**Supplied text:**
[BEGIN]
# EVERYONE WATCH AUST FUNNIEST VIDS!!!!!



## OuZo (Jul 29, 2005)

OMG Yay Bex!!!    

Bex made up an awesome video clip to a song with the beardies and frillies and her dogs and sent it in to Australia's Funniest Home Video Show and IT'S GETTING PLAYED!!!! WOOHOO I'm so happy for her cos she spent so much time making it and it's so funny! Well the part I've seen of it was :lol:.

So everybody ya gotta watch it and maybe even vote if ya can cos she wins BIG if she gets first prize lol. It might be getting played tomorrow but if not it should definitely be on next Saturday


----------



## instar (Jul 29, 2005)

Cool stuff will try to watch!


----------



## westhamsc (Jul 29, 2005)

yay bex


----------



## Snake Catcher Victoria (Jul 29, 2005)

when is it on??


----------



## trader (Jul 29, 2005)

too kewell bex!! 

Sssnakeman @ 6:30PM Saturday Channel 9


----------



## Snake Catcher Victoria (Jul 29, 2005)

thanks judy, but ill have to find someone to tape it,,ill be at work,


----------



## alby (Jul 29, 2005)

whens it on


----------



## alby (Jul 29, 2005)

ahh im a idiot hehe i see when its on


----------



## alexr (Jul 29, 2005)

Hey bex can you post a mpeg of it up here?


----------



## beknluke (Jul 29, 2005)

Hey guys
Thanx for the congrats - might I say that I am thrilled???
Basically its for the 'video test comp' which for the next few weeks the challenge consists of creating a film clip to your fav song. I chose Feel Good Inc by Gorillaz - and the animals were stars!!
The "big first prize" that Zo went on about ain't all THAT big ($5000) but hey - I'd be happy with it!!!
[END]
Data entries
[BEGIN]
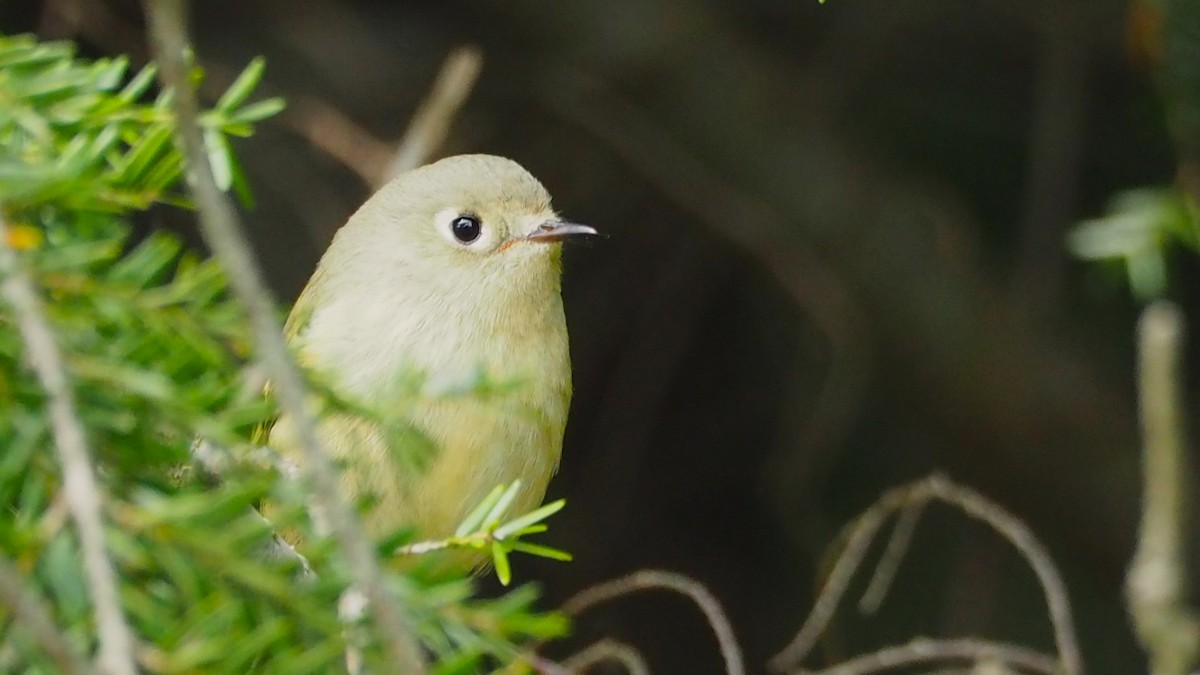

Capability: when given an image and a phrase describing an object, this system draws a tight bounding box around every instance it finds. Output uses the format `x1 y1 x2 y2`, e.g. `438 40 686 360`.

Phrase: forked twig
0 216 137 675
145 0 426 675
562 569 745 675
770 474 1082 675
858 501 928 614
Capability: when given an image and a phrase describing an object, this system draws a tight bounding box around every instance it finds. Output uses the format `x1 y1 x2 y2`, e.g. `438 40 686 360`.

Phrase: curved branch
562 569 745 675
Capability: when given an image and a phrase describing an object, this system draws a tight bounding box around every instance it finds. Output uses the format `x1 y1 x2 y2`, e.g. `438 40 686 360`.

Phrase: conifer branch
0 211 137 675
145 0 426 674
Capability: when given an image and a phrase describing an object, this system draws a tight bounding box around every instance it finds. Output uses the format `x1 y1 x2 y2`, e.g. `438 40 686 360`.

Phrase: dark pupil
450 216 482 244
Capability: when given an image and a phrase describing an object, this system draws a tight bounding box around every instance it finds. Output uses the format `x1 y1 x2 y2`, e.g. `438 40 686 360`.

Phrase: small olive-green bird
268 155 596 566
[END]
[BEGIN]
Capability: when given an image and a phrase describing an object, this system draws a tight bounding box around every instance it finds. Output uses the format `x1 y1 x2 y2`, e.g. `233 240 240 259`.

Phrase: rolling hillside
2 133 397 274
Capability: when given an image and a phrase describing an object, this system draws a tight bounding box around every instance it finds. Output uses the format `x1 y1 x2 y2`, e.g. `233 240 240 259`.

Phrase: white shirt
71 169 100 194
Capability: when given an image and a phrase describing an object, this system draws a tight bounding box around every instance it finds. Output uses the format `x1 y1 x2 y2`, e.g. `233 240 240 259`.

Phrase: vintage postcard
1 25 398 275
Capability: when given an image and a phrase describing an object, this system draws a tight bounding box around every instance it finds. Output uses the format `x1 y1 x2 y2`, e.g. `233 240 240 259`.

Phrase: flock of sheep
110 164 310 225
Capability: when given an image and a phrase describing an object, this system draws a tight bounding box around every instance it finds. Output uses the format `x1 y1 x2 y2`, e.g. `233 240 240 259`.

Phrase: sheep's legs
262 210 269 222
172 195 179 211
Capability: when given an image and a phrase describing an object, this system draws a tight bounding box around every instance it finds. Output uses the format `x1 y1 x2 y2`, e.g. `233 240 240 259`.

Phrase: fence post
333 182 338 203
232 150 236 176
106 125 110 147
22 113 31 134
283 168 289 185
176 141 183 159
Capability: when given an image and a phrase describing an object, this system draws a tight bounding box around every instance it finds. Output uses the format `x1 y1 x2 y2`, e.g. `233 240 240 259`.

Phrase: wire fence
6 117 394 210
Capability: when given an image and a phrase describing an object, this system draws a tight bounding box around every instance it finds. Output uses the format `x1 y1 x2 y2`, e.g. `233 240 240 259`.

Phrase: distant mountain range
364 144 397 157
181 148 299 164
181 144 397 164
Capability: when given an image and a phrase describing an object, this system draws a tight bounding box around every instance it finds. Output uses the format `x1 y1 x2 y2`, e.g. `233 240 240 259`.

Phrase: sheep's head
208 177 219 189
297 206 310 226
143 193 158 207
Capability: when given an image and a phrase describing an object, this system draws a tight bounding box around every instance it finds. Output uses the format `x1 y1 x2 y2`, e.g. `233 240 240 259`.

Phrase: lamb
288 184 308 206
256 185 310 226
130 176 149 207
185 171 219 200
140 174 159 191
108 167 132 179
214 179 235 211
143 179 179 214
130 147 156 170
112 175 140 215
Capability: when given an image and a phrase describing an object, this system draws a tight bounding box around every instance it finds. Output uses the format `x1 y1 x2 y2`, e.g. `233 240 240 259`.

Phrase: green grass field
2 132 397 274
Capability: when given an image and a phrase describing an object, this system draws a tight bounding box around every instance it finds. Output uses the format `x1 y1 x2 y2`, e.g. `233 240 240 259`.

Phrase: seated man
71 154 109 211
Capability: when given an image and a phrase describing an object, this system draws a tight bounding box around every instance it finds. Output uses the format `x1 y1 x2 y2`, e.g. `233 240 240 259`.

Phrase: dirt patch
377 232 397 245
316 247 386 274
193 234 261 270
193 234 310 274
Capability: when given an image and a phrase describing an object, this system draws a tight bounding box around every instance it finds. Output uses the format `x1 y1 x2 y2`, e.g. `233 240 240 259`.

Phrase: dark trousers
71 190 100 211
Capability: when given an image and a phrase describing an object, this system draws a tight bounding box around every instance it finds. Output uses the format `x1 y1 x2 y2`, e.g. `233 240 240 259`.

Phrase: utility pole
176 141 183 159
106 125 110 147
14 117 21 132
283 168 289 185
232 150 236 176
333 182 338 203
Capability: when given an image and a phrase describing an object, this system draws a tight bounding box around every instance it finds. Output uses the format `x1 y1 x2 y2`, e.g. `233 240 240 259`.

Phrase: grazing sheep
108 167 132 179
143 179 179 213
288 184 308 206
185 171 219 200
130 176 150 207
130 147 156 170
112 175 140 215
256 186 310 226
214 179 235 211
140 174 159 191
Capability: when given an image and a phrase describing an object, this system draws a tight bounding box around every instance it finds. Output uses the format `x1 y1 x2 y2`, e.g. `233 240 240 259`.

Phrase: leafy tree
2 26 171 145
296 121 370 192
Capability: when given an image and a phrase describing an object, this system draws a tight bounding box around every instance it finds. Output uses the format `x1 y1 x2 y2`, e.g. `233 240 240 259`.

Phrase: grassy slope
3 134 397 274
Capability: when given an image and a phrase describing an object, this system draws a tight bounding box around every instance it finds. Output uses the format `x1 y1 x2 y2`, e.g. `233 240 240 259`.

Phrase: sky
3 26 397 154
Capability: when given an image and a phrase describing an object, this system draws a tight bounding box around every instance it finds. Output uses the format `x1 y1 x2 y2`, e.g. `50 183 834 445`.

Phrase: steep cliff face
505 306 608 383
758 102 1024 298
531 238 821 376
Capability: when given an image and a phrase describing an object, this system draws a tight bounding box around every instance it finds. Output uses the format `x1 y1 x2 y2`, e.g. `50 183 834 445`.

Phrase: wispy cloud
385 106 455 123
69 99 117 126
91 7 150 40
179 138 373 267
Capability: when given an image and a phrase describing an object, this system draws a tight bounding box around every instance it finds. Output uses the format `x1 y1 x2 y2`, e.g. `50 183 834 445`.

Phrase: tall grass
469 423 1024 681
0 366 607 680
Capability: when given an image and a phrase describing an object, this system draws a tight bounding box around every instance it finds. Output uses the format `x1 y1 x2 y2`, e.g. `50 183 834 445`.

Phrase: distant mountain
[END]
**Prompt:** Retype the passage of the forum thread that starts with "## beknluke (Jul" and goes on through "happy with it!!!", keeping every word and mark the same.

**Finished exercise:**
## beknluke (Jul 29, 2005)

Hey guys
Thanx for the congrats - might I say that I am thrilled???
Basically its for the 'video test comp' which for the next few weeks the challenge consists of creating a film clip to your fav song. I chose Feel Good Inc by Gorillaz - and the animals were stars!!
The "big first prize" that Zo went on about ain't all THAT big ($5000) but hey - I'd be happy with it!!!